## DIRECTIVE
Could you copy every one of the following lines word for word, leaving the pictures out?
=== ENTRIES ===
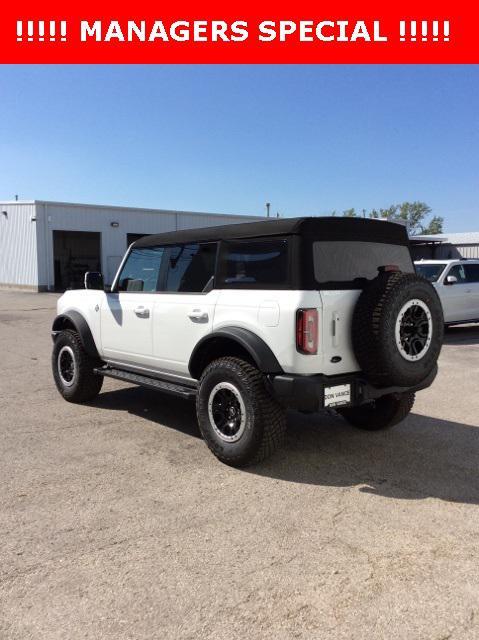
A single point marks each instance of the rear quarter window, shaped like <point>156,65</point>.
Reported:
<point>254,264</point>
<point>348,264</point>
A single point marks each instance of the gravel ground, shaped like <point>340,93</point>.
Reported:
<point>117,522</point>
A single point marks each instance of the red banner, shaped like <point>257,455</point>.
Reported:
<point>212,32</point>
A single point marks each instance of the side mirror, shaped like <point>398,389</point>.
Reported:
<point>94,280</point>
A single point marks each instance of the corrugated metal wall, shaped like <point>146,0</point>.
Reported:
<point>18,245</point>
<point>468,250</point>
<point>72,217</point>
<point>446,251</point>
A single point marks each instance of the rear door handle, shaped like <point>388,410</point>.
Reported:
<point>142,312</point>
<point>198,315</point>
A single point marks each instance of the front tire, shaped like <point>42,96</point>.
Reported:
<point>73,369</point>
<point>382,413</point>
<point>239,419</point>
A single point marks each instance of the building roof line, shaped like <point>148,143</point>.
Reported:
<point>126,208</point>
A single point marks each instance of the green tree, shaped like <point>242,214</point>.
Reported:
<point>435,226</point>
<point>413,214</point>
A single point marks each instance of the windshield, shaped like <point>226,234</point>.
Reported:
<point>430,271</point>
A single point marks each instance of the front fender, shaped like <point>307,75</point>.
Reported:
<point>75,320</point>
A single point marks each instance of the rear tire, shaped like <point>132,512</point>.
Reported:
<point>239,419</point>
<point>382,413</point>
<point>73,369</point>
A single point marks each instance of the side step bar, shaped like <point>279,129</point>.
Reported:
<point>145,381</point>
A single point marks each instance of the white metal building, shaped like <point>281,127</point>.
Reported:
<point>440,247</point>
<point>49,245</point>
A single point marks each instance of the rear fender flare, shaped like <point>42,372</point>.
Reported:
<point>259,351</point>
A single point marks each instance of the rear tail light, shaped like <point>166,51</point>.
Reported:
<point>307,331</point>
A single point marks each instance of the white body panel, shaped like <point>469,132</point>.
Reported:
<point>460,301</point>
<point>180,321</point>
<point>158,331</point>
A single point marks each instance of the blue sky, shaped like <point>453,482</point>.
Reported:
<point>309,139</point>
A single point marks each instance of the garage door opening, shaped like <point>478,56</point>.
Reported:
<point>133,237</point>
<point>75,253</point>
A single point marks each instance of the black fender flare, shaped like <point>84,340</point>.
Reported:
<point>65,320</point>
<point>260,352</point>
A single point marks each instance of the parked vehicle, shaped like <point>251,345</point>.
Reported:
<point>251,319</point>
<point>457,283</point>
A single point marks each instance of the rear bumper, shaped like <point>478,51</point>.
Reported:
<point>306,393</point>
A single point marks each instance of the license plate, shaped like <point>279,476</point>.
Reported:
<point>338,395</point>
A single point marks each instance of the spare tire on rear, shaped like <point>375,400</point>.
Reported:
<point>397,329</point>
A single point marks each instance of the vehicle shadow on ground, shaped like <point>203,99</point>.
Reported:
<point>465,334</point>
<point>420,458</point>
<point>160,408</point>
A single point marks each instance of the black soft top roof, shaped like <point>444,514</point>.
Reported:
<point>326,228</point>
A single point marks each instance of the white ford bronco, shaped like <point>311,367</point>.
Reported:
<point>251,319</point>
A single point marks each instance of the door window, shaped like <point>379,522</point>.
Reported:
<point>141,270</point>
<point>472,272</point>
<point>191,267</point>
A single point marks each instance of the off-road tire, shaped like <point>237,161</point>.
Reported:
<point>382,413</point>
<point>265,418</point>
<point>374,324</point>
<point>85,384</point>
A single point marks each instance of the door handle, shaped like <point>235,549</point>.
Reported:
<point>198,315</point>
<point>142,312</point>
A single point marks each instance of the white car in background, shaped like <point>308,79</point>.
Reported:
<point>457,283</point>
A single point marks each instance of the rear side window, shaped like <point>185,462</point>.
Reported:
<point>458,272</point>
<point>260,264</point>
<point>141,270</point>
<point>472,272</point>
<point>191,267</point>
<point>349,264</point>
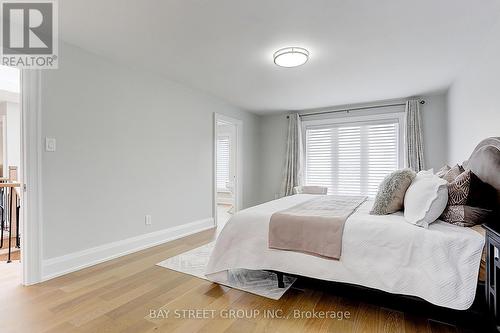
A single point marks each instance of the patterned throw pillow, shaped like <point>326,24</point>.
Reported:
<point>465,216</point>
<point>391,192</point>
<point>453,173</point>
<point>443,171</point>
<point>459,189</point>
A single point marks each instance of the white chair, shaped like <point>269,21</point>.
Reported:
<point>310,190</point>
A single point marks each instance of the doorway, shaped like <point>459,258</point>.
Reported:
<point>227,168</point>
<point>10,174</point>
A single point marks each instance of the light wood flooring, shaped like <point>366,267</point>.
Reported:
<point>119,295</point>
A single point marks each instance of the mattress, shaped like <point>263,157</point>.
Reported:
<point>439,264</point>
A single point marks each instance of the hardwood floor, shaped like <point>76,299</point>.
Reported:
<point>120,296</point>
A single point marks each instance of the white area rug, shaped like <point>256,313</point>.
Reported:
<point>260,283</point>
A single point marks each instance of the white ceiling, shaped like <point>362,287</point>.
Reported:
<point>361,50</point>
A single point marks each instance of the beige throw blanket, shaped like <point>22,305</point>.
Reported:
<point>315,226</point>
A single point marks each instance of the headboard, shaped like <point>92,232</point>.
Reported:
<point>485,163</point>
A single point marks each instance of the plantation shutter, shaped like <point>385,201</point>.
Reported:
<point>223,160</point>
<point>351,158</point>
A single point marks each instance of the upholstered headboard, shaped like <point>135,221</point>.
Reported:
<point>485,163</point>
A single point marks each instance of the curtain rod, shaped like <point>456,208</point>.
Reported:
<point>354,109</point>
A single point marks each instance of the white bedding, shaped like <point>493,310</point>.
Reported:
<point>439,264</point>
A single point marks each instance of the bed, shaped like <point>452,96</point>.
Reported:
<point>439,264</point>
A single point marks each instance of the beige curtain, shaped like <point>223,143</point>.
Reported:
<point>414,141</point>
<point>294,154</point>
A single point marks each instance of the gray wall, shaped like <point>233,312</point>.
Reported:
<point>129,143</point>
<point>474,106</point>
<point>274,130</point>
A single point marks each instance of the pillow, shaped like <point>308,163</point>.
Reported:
<point>453,173</point>
<point>443,171</point>
<point>465,216</point>
<point>459,189</point>
<point>425,199</point>
<point>468,189</point>
<point>481,194</point>
<point>391,192</point>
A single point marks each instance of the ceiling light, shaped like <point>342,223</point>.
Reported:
<point>291,56</point>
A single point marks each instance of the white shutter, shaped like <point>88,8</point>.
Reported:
<point>351,158</point>
<point>223,160</point>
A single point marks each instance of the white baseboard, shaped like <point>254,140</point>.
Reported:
<point>71,262</point>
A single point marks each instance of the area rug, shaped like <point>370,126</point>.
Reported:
<point>260,283</point>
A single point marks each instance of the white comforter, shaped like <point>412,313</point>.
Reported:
<point>439,264</point>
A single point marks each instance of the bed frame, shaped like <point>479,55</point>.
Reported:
<point>485,163</point>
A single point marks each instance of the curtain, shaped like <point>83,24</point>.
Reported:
<point>294,155</point>
<point>414,141</point>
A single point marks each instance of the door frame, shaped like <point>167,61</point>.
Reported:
<point>238,182</point>
<point>31,224</point>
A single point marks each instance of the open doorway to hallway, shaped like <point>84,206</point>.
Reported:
<point>227,182</point>
<point>10,172</point>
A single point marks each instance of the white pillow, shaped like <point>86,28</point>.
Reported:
<point>425,199</point>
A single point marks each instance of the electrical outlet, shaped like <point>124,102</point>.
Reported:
<point>50,144</point>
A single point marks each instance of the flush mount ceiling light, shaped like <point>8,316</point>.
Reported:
<point>291,56</point>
===
## RESPONSE BELOW
A single point marks each instance of the rear quarter window, shaped like <point>156,65</point>.
Reported:
<point>254,264</point>
<point>348,264</point>
A single point marks each instance of the gravel ground, shaped like <point>340,93</point>.
Reported:
<point>117,522</point>
A single point marks each instance of the red banner, shaped like <point>257,455</point>.
Reported:
<point>212,32</point>
A single point marks each instance of the side mirror, shaped like <point>398,389</point>.
Reported:
<point>94,280</point>
A single point marks each instance of the corrugated metal wall, shaped like <point>146,0</point>.
Reported:
<point>18,245</point>
<point>468,250</point>
<point>72,217</point>
<point>446,251</point>
A single point marks each instance of the rear door handle, shaped like <point>388,410</point>.
Reported:
<point>142,312</point>
<point>198,315</point>
A single point marks each instance of the front tire, shaped like <point>42,96</point>.
Reported:
<point>73,369</point>
<point>382,413</point>
<point>239,419</point>
A single point marks each instance of the building roof line, shaped like <point>148,143</point>.
Reported:
<point>126,208</point>
A single point marks each instance of the green tree, shaped like <point>242,214</point>.
Reported:
<point>435,226</point>
<point>413,214</point>
A single point marks each instance of the windshield, shaped like <point>226,234</point>.
Reported:
<point>430,271</point>
A single point marks each instance of the front fender, shaped like <point>307,75</point>.
Reported:
<point>75,320</point>
A single point marks each instance of the rear tire, shaped like <point>132,512</point>.
Reported:
<point>239,419</point>
<point>382,413</point>
<point>73,369</point>
A single point marks each instance of the side step bar, shaped like <point>279,129</point>.
Reported:
<point>145,381</point>
A single point marks each instance of the white metal building, shaped like <point>281,127</point>.
Reported:
<point>440,247</point>
<point>49,245</point>
A single point marks each instance of the rear fender flare, shaped like <point>42,372</point>.
Reported:
<point>259,351</point>
A single point marks each instance of the rear tail light, shaped like <point>166,51</point>.
Reported:
<point>307,331</point>
A single point marks each instance of the white body panel, shaped like <point>469,132</point>.
Reported:
<point>460,301</point>
<point>180,321</point>
<point>158,331</point>
A single point marks each instance of the blue sky, shaped like <point>453,482</point>.
Reported:
<point>309,139</point>
A single point marks each instance of the garage door opening, shaped like <point>478,56</point>.
Reported:
<point>133,237</point>
<point>75,253</point>
A single point marks each instance of the black fender flare, shaped like <point>84,340</point>.
Reported:
<point>65,320</point>
<point>260,352</point>
A single point marks each instance of the parked vehicle, shaped like <point>251,345</point>.
Reported:
<point>251,319</point>
<point>457,283</point>
A single point marks each instance of the rear bumper, shaped like <point>478,51</point>.
Reported:
<point>306,393</point>
A single point marks each instance of the license plate, shaped like <point>279,476</point>.
Reported:
<point>338,395</point>
A single point marks each instance of the spare tire on rear, shaped like <point>375,400</point>.
Reported:
<point>397,329</point>
A single point marks each instance of the vehicle shadow on ground, shaped like <point>203,99</point>.
Reported:
<point>465,334</point>
<point>420,458</point>
<point>160,408</point>
A single point marks each instance of the black soft top roof, shaped like <point>444,514</point>.
Reported:
<point>326,228</point>
A single point marks each instance of the white ford bronco, shaped like <point>311,367</point>.
Reported:
<point>251,319</point>
A single point marks each instance of the door window, shaped like <point>379,522</point>.
Reported:
<point>141,270</point>
<point>472,272</point>
<point>191,267</point>
A single point marks each instance of the off-road tire, shaped like <point>237,161</point>.
Reported:
<point>382,413</point>
<point>265,418</point>
<point>374,324</point>
<point>85,384</point>
A single point marks each instance of the door handle, shaped like <point>235,549</point>.
Reported:
<point>198,315</point>
<point>142,312</point>
A single point marks each instance of the white car in background, shaped like <point>308,79</point>.
Reported:
<point>457,283</point>
A single point marks each instance of the rear side window, shaped like <point>185,462</point>.
Reported:
<point>458,272</point>
<point>260,264</point>
<point>141,270</point>
<point>472,272</point>
<point>191,267</point>
<point>349,264</point>
A single point marks each instance of the patterned throw pillow, shaped like <point>326,24</point>.
Reported:
<point>465,216</point>
<point>391,192</point>
<point>453,173</point>
<point>443,171</point>
<point>459,189</point>
A single point marks each instance of the white chair, shaped like <point>269,21</point>.
Reported:
<point>310,190</point>
A single point marks each instance of the doorway, shaped like <point>459,258</point>.
Reported:
<point>227,168</point>
<point>10,174</point>
A single point marks each instance of the light wood flooring, shaped like <point>366,267</point>.
Reported:
<point>119,295</point>
A single point marks each instance of the mattress, shaped like <point>263,157</point>.
Reported:
<point>439,264</point>
A single point marks each instance of the hardwood floor, shaped like <point>76,299</point>.
Reported:
<point>120,296</point>
A single point marks each instance of the white area rug, shaped like <point>256,313</point>.
Reported:
<point>260,283</point>
A single point marks each instance of the white ceiling, shaped like <point>362,287</point>.
Reported:
<point>361,50</point>
A single point marks each instance of the beige throw blanket, shaped like <point>22,305</point>.
Reported:
<point>315,226</point>
A single point marks each instance of the headboard, shaped like <point>92,232</point>.
Reported:
<point>485,163</point>
A single point marks each instance of the plantation shutter, shaped like <point>385,201</point>.
Reported:
<point>223,160</point>
<point>351,158</point>
A single point marks each instance of the upholstered headboard, shaped like <point>135,221</point>.
Reported:
<point>485,163</point>
A single point marks each instance of the curtain rod, shaped like <point>456,208</point>.
Reported:
<point>354,109</point>
A single point marks each instance of the white bedding, shaped like <point>493,310</point>.
Reported:
<point>439,264</point>
A single point marks each instance of the bed, shaped like <point>452,96</point>.
Reported:
<point>439,264</point>
A single point marks each instance of the beige curtain, shaped like <point>223,143</point>.
Reported:
<point>414,141</point>
<point>294,154</point>
A single point marks each instance of the gray wall, shaped like <point>233,312</point>.
Reported:
<point>129,143</point>
<point>474,106</point>
<point>274,130</point>
A single point marks each instance of the pillow, shaped like <point>308,163</point>.
Reported:
<point>453,173</point>
<point>443,171</point>
<point>465,216</point>
<point>459,189</point>
<point>425,199</point>
<point>468,189</point>
<point>481,194</point>
<point>391,192</point>
A single point marks each instance of the ceiling light, shaped like <point>342,223</point>.
Reported:
<point>291,56</point>
A single point marks each instance of the white shutter, shaped like <point>88,8</point>.
Reported:
<point>351,158</point>
<point>223,160</point>
A single point marks each instance of the white baseboard, shaped like <point>254,140</point>.
Reported:
<point>71,262</point>
A single point marks each instance of the area rug, shaped like <point>370,126</point>.
Reported:
<point>260,283</point>
A single point marks each instance of the white comforter, shaped like <point>412,313</point>.
Reported:
<point>439,264</point>
A single point marks each instance of the bed frame, shaped like <point>479,55</point>.
Reported:
<point>485,163</point>
A single point marks each instance of the curtain, shaped like <point>83,24</point>.
Reported:
<point>294,155</point>
<point>414,141</point>
A single point marks each instance of the door frame, shaped like <point>167,61</point>.
Reported:
<point>238,182</point>
<point>31,224</point>
A single point marks each instance of the open doorway to hallway, shaped like <point>84,206</point>.
Reported:
<point>227,182</point>
<point>10,172</point>
A single point marks each instance of the white pillow, shaped like <point>86,28</point>.
Reported:
<point>425,199</point>
A single point marks each instance of the electrical outlet, shaped like <point>124,102</point>.
Reported:
<point>50,144</point>
A single point marks each instance of the flush mount ceiling light, shaped like <point>8,316</point>.
Reported:
<point>291,56</point>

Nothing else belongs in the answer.